Hadirkan Selera Kuliner Arab di Kamp Pengungsi

Senin, 26 Desember 2016 - 17:42 WIB
Hadirkan Selera Kuliner...
Hadirkan Selera Kuliner Arab di Kamp Pengungsi
A A A
ATHENA - Sebelum menempuh ”jalur kematian” untuk melarikan diri dari Suriah, Talal Rankoussi merupakan koki ternama di restoran terbesar di dunia yang berlokasi di Damaskus.

Restoran bernama Bawabet Al Dimashq (Gerbang Damaskus) itu masih memegang rekor Guinness Book of Records karena mampu menampung lebih dari 6.000 orang. Rankoussi, 41, kini membantu lembaga amal Amerika Serikat (AS) untuk memasak bagi ratusan keluarga Suriah di kamp pengungsi Ritsona, di dekat Athena. Ayah tiga anak itu tiba di Yunani setelah melintasi Aegean pada Februari lalu dalam jalur kematian dengan menggunakan kapal karet.

Dengan kehadiran Rankoussi, para pengungsi tidak lagi mengeluh tentang kualitas makanan, karena ada koki ternama. ”Makanan di kamp pengungsi kerap tidak disajikan dengan baik dan enak. Tidak ada peningkatan kualitas,” kata Rankoussi dilansir AFP.

Dikarenakan anggaran yang terbatas, Rankoussi hanya masak daging sekitar satu pekan sekali. Untuk sayuran, dia memasak setiap tiga kali dalam satu pekan. ”Setiap hari kita mendistribusikan makanan, baik daging, sayuran, atau makanan olahan lainnya,” tuturnya.

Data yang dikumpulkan

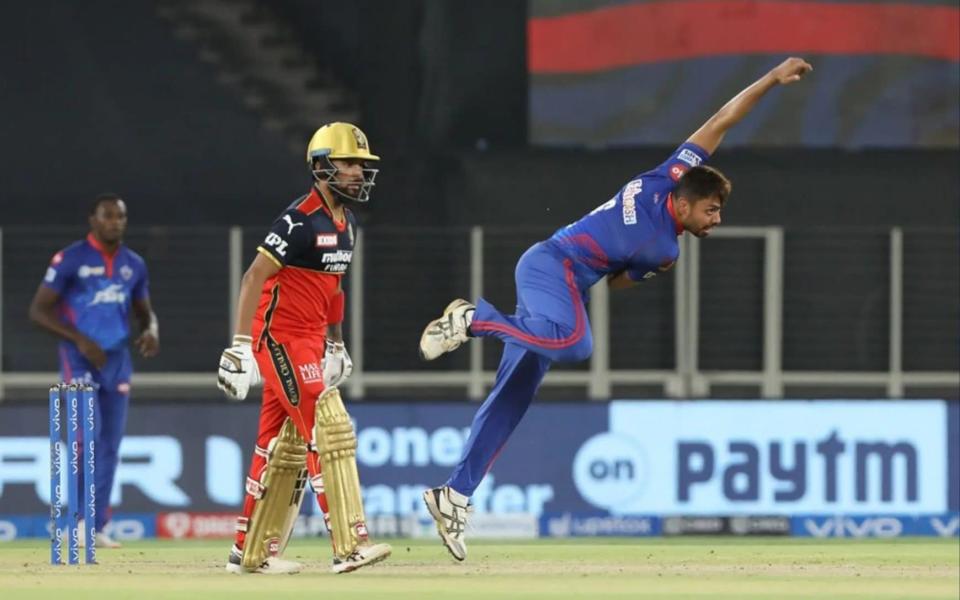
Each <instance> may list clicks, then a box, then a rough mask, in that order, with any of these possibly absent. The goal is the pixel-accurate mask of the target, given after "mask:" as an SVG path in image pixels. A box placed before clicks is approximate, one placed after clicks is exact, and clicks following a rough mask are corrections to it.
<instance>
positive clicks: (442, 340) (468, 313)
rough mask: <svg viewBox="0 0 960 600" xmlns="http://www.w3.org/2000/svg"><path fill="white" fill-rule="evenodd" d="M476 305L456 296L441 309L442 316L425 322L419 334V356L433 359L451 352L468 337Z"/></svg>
mask: <svg viewBox="0 0 960 600" xmlns="http://www.w3.org/2000/svg"><path fill="white" fill-rule="evenodd" d="M476 309H477V307H476V306H474V305H473V304H470V303H469V302H467V301H466V300H464V299H462V298H457V299H456V300H454V301H453V302H451V303H450V304H448V305H447V307H446V308H445V309H443V316H441V317H440V318H439V319H434V320H433V321H430V322H429V323H428V324H427V327H426V328H425V329H424V330H423V335H422V336H420V357H421V358H423V359H424V360H433V359H435V358H437V357H438V356H440V355H441V354H446V353H447V352H453V351H454V350H456V349H457V348H459V347H460V344H462V343H464V342H465V341H467V340H469V339H470V323H471V322H472V321H473V313H474V312H475V311H476Z"/></svg>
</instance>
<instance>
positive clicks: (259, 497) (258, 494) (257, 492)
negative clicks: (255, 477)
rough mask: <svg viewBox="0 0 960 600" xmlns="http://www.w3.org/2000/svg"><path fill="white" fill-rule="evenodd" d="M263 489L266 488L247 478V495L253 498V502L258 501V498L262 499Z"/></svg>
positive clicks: (250, 479)
mask: <svg viewBox="0 0 960 600" xmlns="http://www.w3.org/2000/svg"><path fill="white" fill-rule="evenodd" d="M265 489H266V488H264V487H263V484H262V483H260V482H259V481H257V480H256V479H252V478H250V477H247V493H248V494H250V495H251V496H253V498H254V500H259V499H260V498H263V492H264V490H265Z"/></svg>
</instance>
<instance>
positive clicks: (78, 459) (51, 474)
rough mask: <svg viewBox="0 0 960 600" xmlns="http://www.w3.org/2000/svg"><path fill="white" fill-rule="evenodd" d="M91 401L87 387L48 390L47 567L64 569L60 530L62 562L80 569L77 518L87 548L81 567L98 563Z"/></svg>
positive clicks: (93, 392)
mask: <svg viewBox="0 0 960 600" xmlns="http://www.w3.org/2000/svg"><path fill="white" fill-rule="evenodd" d="M96 402H97V396H96V392H95V391H94V389H93V387H92V386H89V385H83V384H68V383H59V384H57V385H54V386H51V387H50V564H52V565H59V564H63V533H64V532H63V530H64V526H66V534H67V562H68V563H69V564H71V565H76V564H80V540H79V535H80V515H81V513H82V514H83V524H84V534H85V535H84V538H85V543H84V547H85V549H86V556H85V561H84V562H85V563H86V564H96V562H97V550H96V522H95V517H96V508H95V500H96V489H97V484H96V481H95V479H94V456H95V454H94V447H95V439H96V410H95V407H96ZM64 404H65V406H64ZM63 408H66V423H65V427H66V430H67V446H66V447H67V452H68V455H67V465H66V486H67V493H66V496H67V502H66V514H64V501H63V500H64V498H63V495H64V494H63V470H64V465H63V452H62V451H61V443H62V442H63V439H62V437H63V436H62V431H63V426H61V420H62V419H61V414H62V413H63V412H64V411H63ZM81 434H82V435H81ZM81 437H82V438H83V439H82V440H81V439H80V438H81ZM81 447H82V448H81ZM81 454H82V458H81ZM81 461H82V463H83V466H82V468H81ZM81 472H82V473H83V477H82V481H83V489H82V490H81V489H80V482H81V475H80V474H81ZM81 503H82V507H81Z"/></svg>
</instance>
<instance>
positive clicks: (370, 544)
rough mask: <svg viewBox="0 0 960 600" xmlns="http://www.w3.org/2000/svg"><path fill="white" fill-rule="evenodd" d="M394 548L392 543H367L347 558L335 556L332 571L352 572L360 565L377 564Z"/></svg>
mask: <svg viewBox="0 0 960 600" xmlns="http://www.w3.org/2000/svg"><path fill="white" fill-rule="evenodd" d="M391 552H393V549H392V548H390V544H366V545H364V546H360V547H359V548H357V549H356V550H354V551H353V554H351V555H350V556H348V557H346V558H337V557H336V556H334V557H333V566H331V567H330V572H331V573H350V572H351V571H356V570H357V569H359V568H360V567H365V566H367V565H372V564H376V563H378V562H380V561H382V560H386V558H387V557H388V556H390V553H391Z"/></svg>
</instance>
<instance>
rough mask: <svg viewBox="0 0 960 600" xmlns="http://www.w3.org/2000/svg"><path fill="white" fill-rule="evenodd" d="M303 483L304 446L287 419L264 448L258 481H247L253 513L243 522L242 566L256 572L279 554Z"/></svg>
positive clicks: (296, 433)
mask: <svg viewBox="0 0 960 600" xmlns="http://www.w3.org/2000/svg"><path fill="white" fill-rule="evenodd" d="M306 482H307V443H306V442H305V441H304V439H303V438H302V437H300V434H299V433H298V432H297V428H296V426H295V425H294V424H293V421H292V420H290V418H289V417H288V418H287V420H286V421H284V423H283V427H281V428H280V433H278V434H277V437H275V438H273V439H272V440H270V444H269V445H268V446H267V466H266V468H264V470H263V474H262V475H261V476H260V481H259V482H254V481H252V480H248V481H247V492H249V493H250V494H252V495H253V497H254V498H255V503H254V505H253V514H252V515H251V516H250V520H249V521H248V522H247V535H246V538H245V541H244V544H243V560H242V564H243V566H244V568H246V569H256V568H257V567H259V566H260V565H262V564H263V561H265V560H266V559H267V557H270V556H277V555H278V554H280V553H281V552H283V549H284V547H285V546H286V544H287V539H288V537H289V534H290V530H291V529H292V528H293V521H294V519H296V518H297V513H298V512H299V509H300V502H301V500H302V499H303V490H304V486H305V485H306Z"/></svg>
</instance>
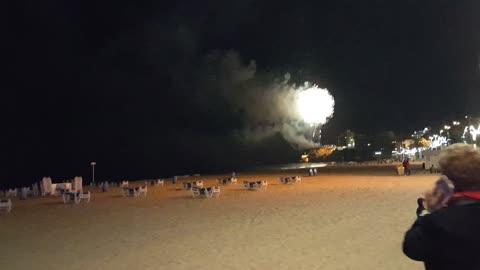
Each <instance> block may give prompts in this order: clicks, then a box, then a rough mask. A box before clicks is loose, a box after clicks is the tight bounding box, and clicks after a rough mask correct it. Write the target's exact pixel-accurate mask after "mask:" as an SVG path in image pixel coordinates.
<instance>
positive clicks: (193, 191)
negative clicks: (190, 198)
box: [190, 188, 200, 198]
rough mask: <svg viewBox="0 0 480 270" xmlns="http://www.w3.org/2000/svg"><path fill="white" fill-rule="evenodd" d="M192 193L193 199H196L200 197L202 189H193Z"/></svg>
mask: <svg viewBox="0 0 480 270" xmlns="http://www.w3.org/2000/svg"><path fill="white" fill-rule="evenodd" d="M190 192H192V197H193V198H196V197H198V196H200V189H198V188H191V189H190Z"/></svg>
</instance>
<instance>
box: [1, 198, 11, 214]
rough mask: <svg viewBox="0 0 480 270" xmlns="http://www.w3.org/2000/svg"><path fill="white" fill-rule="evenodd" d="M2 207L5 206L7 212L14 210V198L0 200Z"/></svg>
mask: <svg viewBox="0 0 480 270" xmlns="http://www.w3.org/2000/svg"><path fill="white" fill-rule="evenodd" d="M0 208H5V209H6V210H7V212H10V211H12V200H10V199H2V200H0Z"/></svg>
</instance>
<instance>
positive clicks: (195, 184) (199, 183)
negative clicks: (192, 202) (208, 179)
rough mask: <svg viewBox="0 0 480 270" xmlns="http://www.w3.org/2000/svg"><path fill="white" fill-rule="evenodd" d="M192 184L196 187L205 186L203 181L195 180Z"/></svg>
mask: <svg viewBox="0 0 480 270" xmlns="http://www.w3.org/2000/svg"><path fill="white" fill-rule="evenodd" d="M192 185H193V186H194V187H198V188H203V181H194V182H193V183H192Z"/></svg>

* Petunjuk Tugas:
Terjemahkan ke dalam bahasa Inggris kalimat berikut dari teks tentang koki di kamp pengungsi: "Rankoussi, 41, kini membantu lembaga amal Amerika Serikat (AS) untuk memasak bagi ratusan keluarga Suriah di kamp pengungsi Ritsona, di dekat Athena."

* Keluaran:
Rankoussi, 41, now helps a United States (US) charity cook for hundreds of Syrian families at the Ritsona refugee camp, near Athens.